▸ CHALLENGE: Please give the listing again in its entirety, exactly as written.

▸ DATASET ENTRIES:
-*-*-

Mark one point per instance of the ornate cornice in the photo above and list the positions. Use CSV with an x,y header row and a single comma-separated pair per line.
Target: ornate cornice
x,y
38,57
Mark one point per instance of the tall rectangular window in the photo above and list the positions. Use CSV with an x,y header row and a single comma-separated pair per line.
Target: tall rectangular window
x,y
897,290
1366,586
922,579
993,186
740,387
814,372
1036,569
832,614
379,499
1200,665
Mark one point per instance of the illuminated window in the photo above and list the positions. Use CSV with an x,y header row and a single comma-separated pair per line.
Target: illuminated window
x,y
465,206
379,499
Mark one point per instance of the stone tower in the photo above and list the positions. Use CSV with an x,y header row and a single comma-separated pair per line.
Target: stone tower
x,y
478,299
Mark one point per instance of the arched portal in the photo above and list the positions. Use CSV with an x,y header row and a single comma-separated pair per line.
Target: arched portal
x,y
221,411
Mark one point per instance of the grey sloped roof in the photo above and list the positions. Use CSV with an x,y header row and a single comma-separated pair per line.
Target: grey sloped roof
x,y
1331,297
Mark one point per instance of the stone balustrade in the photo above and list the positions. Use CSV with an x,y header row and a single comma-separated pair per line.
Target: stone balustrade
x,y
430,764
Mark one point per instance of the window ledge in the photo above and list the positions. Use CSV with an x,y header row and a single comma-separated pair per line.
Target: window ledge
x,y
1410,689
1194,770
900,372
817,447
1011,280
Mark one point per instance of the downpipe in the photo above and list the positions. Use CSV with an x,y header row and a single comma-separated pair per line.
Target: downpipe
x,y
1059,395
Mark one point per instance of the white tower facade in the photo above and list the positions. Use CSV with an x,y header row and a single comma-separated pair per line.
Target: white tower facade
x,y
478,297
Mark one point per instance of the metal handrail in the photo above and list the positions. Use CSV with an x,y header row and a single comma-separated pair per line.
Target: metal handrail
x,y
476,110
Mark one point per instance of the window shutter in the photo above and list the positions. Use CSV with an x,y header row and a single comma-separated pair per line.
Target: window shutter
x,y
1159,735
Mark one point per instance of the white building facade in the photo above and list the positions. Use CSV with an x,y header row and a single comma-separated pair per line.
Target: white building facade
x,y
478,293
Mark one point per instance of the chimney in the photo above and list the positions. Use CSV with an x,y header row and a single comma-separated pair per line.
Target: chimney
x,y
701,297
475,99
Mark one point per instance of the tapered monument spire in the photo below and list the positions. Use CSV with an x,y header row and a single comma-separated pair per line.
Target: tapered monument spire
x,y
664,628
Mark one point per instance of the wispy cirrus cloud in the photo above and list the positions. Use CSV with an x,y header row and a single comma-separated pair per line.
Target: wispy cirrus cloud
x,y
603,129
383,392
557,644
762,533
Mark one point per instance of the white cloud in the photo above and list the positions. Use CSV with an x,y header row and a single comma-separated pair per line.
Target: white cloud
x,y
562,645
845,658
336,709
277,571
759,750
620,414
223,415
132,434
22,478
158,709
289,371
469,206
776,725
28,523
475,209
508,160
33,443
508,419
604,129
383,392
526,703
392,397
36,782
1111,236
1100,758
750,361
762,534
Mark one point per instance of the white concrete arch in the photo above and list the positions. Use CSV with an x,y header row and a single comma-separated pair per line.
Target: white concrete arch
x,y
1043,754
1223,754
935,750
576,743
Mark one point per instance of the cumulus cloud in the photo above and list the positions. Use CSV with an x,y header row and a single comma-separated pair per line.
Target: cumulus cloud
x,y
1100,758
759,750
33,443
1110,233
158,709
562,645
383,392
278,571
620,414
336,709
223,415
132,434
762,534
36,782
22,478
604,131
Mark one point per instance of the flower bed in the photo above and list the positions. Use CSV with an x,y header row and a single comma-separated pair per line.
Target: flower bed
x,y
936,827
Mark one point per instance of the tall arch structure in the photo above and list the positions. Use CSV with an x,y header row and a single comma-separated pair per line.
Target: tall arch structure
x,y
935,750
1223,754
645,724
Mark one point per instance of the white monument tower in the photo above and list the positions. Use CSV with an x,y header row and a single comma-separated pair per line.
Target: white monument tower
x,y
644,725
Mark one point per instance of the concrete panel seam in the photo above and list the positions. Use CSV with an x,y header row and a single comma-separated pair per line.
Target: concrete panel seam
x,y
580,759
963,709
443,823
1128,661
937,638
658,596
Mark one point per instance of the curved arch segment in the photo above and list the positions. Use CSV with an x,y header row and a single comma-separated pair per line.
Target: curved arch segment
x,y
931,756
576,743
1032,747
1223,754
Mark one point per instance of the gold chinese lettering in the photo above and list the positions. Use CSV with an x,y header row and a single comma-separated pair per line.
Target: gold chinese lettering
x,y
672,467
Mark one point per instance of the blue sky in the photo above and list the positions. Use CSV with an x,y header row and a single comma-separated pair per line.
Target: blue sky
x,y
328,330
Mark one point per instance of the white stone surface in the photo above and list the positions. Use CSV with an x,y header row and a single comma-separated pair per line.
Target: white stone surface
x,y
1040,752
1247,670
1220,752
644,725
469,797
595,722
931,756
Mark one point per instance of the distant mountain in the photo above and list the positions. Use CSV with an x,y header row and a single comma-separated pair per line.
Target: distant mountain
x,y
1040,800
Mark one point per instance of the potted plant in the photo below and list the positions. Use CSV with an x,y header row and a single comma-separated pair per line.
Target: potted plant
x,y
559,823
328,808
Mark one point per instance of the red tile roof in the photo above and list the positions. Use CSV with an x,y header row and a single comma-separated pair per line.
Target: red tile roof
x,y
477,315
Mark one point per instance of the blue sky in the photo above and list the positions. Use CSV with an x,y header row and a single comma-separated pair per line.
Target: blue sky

-*-*-

▸ TASK RESULT:
Mark one point per instance of the ornate cornice in the photo above and list the positions. Use CSV with an x,y header row and a single comma-separated pair per line.
Target: ornate cornice
x,y
38,57
Mark one point per instance of the tall rectangular window in the photo above and list the positions. Use CSV with an x,y header row and a single comma-separated pair per line.
Target: tall rectangular window
x,y
897,290
1366,586
922,579
993,186
740,387
814,372
1036,569
832,614
379,499
1200,665
Mark one point per instance of the illuminated window in the photo above and list the positions. Use CSV with an x,y header row and a single comma-separated pair per line.
Target: illuminated window
x,y
465,206
379,499
Mark one point per instance of the stone tower in the photo above and list the positions. Use CSV with an x,y header row and a single comma-separated pair per line.
Target: stone tower
x,y
478,299
Mark one point per instance of the arched portal in the photo above and list the positions. Use CSV with an x,y header row and a single comma-separated pair per line.
Target: arched portal
x,y
221,411
Mark one point per instance of the grey sloped roof in the photo above and list the positions. Use CSV with an x,y header row and a single comma-separated pair per line.
Target: grey sloped roof
x,y
1331,297
Mark one point per instance of the stone balustrade in the photo above and list the positions. Use CSV with an x,y header row and a single comma-separated pair per line.
Target: stone balustrade
x,y
430,764
Mark one point per instance of the window ledge in the photo above and list the positions. Use CSV with an x,y header row and a single comma-separated pair per line.
Target: window ledge
x,y
1410,689
1194,770
900,372
817,447
1011,280
Mark one point per instance of the downpipe in the photo above and list the positions. Use CSV with an x,y header row and a single comma-separated pair per line.
Target: downpipe
x,y
1059,395
Mark one point per instance of the white tower facade in the photo above and list the positions. Use CSV with an x,y header row and a single comma-separated pair per line.
Target: white tower facade
x,y
478,297
Mark one point per instance of the metal handrail in the photo above and list the positions. Use CSV with an x,y header row and a single comma-separated pair per line.
Target: metal handrail
x,y
476,110
Mark one point per instance of the window shutter in the photo above and list the positions. Use CSV with an x,y header row and a single comma-separated pair per line.
Target: window shutter
x,y
1159,735
Mark one point per instance of the white building facade in the photo above and list the positions. Use CSV with an x,y header row and a single comma-separated pair per line.
Target: white building facade
x,y
478,293
Mark one point per instance of the chimney in the photo above and list the positions. Use CSV with an x,y header row and a single comma-separated pair per line.
Target: chimney
x,y
701,297
475,99
Mark one point per instance of the tapered monument spire in the photo below and list the positions. Use CSV with an x,y header row and a single comma-separated pair per line.
Target: tapered monument spire
x,y
664,628
Mark one point per instance of the wispy cirrus cloud in the photo above and list the positions. Use CSV with an x,y header row and a single comma-separated pair per line.
Target: wispy cirrus cloud
x,y
603,129
383,392
557,644
762,533
Mark one point per instance of the white cloud in the photo above and list the positions. Use CSV with an x,y header row and a single comma-separated pair per line.
Target: white cloud
x,y
562,645
845,658
336,709
277,571
759,750
620,414
223,415
132,434
22,478
158,709
289,371
469,206
776,725
28,523
475,209
508,160
33,443
508,419
604,129
383,392
526,703
392,397
36,782
1111,236
1100,758
750,361
762,534
Mark one point per instance of the white concrete arch in the photo above and list the positions. Use CSV with an x,y header row and a single comma-separated pair per line.
Target: white concrete arch
x,y
1043,754
1223,754
935,750
576,743
Mark one point per instance of the cumulus cloud in the photo above and list the positions. Use CSV with an x,y header row and a single comma-separated pair per line.
Target: cumulus cloud
x,y
1100,758
759,750
33,443
1110,233
158,709
562,645
383,392
278,571
620,414
336,709
223,415
132,434
762,534
36,782
22,478
604,131
Mark one point per instance of the flower bed in the photo above and list the positions. Use CSV with an x,y header row and a single comma-separated pair per line.
Target: flower bed
x,y
936,827
Mark one point per instance of the tall arch structure in the photo above and list the positions. Use CSV with an x,y header row and a single comma-separated pair per line.
Target: tall arch structure
x,y
935,750
1223,754
645,724
Mark one point per instance of the white monument tower in the photo above and list the positions. Use CSV with an x,y header row and a single comma-separated pair per line.
Target: white monument tower
x,y
644,725
Mark one point per instance of the concrete panel seam in the photo above and list the positions. Use CSV with an x,y header row and a single comma-separated pair per line.
Target: concrete panel seam
x,y
580,759
963,709
443,823
1128,661
937,638
658,596
Mark one point per instance of the curved arch segment in the photo above and list the positions. Use CSV with an x,y header row and a single comma-separated pair per line.
Target: curved arch segment
x,y
931,756
576,743
1032,747
1223,754
Mark one point per instance of the gold chinese lettering in the photo above and list the positions. Use CSV with an x,y header row and a single comma-separated pair per line.
Target: gold chinese lettering
x,y
672,467
Mark one point per instance of the blue sky in the photo above and list the positions. Use CSV with an x,y header row and a single comma-separated pair per line.
Target: blue sky
x,y
328,330
Mark one point per instance of the white stone surface in the photo above and list the positions. Use CSV with an x,y header row and a single comma-separated pair per line.
Target: white stone surface
x,y
1040,752
1247,670
1220,752
644,725
469,797
595,722
931,756
Mark one point per instance of the distant mountain in the photo above and list the positions. Use CSV with an x,y header row and a single comma-separated pair per line.
Target: distant mountain
x,y
1040,800
Mark one point per instance of the potted plant in the photo below and list the positions. Use CSV with an x,y header row and a single comma-separated pair per line.
Target: potted plant
x,y
559,823
328,808
Mark one point per instance of the red tile roof in the photo above and list the positions. Use CSV with an x,y header row and a single comma-separated pair per line.
Target: red tile roof
x,y
477,315
Mark one point per instance of the blue sky in the photo above and list the positions. Use CSV with an x,y header row and a single comma-separated pair per line.
Target: blue sky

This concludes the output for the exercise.